■ Set task
Rewrite every row below as a JSON list of strings, with one string per line and blank lines left out.

● ● ●

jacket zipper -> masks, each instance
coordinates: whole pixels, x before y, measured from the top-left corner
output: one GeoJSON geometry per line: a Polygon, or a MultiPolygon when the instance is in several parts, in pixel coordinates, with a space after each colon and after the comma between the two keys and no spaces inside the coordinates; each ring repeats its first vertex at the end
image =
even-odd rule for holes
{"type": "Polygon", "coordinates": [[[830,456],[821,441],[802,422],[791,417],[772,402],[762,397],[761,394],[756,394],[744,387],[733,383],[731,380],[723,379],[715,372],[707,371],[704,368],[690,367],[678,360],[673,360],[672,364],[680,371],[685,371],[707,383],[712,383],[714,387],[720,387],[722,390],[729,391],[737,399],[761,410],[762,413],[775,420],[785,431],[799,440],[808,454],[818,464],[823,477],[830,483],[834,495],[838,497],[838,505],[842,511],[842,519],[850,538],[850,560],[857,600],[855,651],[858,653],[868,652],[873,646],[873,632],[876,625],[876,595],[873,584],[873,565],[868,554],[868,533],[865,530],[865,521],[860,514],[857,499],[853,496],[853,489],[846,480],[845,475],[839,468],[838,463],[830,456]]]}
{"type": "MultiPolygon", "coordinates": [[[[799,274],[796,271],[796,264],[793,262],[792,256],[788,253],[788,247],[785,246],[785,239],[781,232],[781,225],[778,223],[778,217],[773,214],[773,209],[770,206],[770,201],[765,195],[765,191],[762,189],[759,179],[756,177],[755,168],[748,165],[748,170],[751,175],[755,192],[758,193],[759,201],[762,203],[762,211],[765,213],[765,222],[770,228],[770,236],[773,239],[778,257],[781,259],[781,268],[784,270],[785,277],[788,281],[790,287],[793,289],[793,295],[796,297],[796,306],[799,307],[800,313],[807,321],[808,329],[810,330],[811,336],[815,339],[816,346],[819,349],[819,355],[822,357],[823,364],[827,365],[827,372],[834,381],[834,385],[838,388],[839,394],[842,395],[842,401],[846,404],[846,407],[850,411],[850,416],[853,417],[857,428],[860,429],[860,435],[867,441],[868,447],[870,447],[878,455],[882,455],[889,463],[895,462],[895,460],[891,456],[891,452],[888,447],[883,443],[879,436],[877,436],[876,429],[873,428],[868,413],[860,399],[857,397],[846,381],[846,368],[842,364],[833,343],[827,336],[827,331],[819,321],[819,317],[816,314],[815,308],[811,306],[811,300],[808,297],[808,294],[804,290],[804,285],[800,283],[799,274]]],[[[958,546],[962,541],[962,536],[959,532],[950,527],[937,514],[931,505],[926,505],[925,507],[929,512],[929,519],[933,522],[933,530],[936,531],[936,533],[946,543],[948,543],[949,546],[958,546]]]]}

● ● ●

■ Exercise response
[
  "jacket zipper -> masks, each instance",
  "coordinates: whole pixels, x before y, measured from the top-left corner",
  "output: one GeoJSON geometry per line: a Polygon, or a MultiPolygon when the instance is in several parts, in pixel coordinates, with a space after each colon and after the comma between the two keys and no spaces inside the coordinates; each ring repeats its first vertex at the end",
  "image =",
  "even-odd rule for holes",
  "{\"type\": \"Polygon\", \"coordinates\": [[[830,456],[821,441],[802,422],[791,417],[772,402],[762,397],[761,394],[756,394],[744,387],[733,383],[731,380],[723,379],[715,372],[707,371],[704,368],[690,367],[678,360],[673,360],[672,364],[680,371],[685,371],[707,383],[712,383],[714,387],[720,387],[722,390],[729,391],[737,399],[761,410],[762,413],[775,420],[785,431],[799,440],[808,454],[818,464],[823,477],[830,483],[834,495],[838,497],[838,505],[842,511],[842,519],[850,538],[850,560],[857,600],[855,651],[858,653],[868,652],[873,646],[873,632],[876,625],[876,595],[873,584],[873,565],[868,554],[868,533],[865,530],[865,521],[860,514],[857,499],[853,496],[853,489],[846,480],[845,475],[839,468],[838,463],[830,456]]]}",
  "{\"type\": \"MultiPolygon\", \"coordinates\": [[[[799,274],[796,271],[796,264],[793,262],[792,256],[788,253],[788,247],[785,246],[785,239],[781,232],[781,225],[778,223],[778,217],[773,214],[773,209],[770,206],[770,201],[765,195],[765,191],[762,189],[759,179],[756,177],[755,168],[748,165],[748,170],[751,175],[755,192],[758,193],[759,201],[762,203],[762,211],[765,213],[765,222],[770,228],[770,236],[773,239],[778,257],[781,259],[781,268],[784,270],[785,277],[788,281],[790,287],[793,289],[793,295],[796,297],[796,306],[799,307],[800,313],[807,321],[808,329],[810,330],[811,336],[815,339],[816,346],[819,349],[819,355],[822,357],[823,364],[827,365],[827,372],[834,381],[834,385],[838,388],[839,394],[842,395],[842,401],[846,404],[846,407],[850,411],[850,416],[853,417],[857,428],[860,429],[860,435],[867,441],[868,447],[870,447],[878,455],[882,455],[889,463],[895,462],[895,460],[891,456],[891,452],[888,447],[883,443],[879,436],[877,436],[876,429],[873,428],[868,413],[860,399],[857,397],[846,381],[846,368],[842,364],[833,343],[827,336],[827,331],[819,321],[819,317],[816,314],[815,308],[811,306],[811,300],[808,297],[808,294],[804,290],[804,285],[800,283],[799,274]]],[[[958,546],[962,541],[962,536],[959,532],[950,527],[937,514],[931,505],[926,505],[925,507],[929,512],[929,519],[933,522],[933,530],[936,531],[936,533],[946,543],[948,543],[949,546],[958,546]]]]}"
]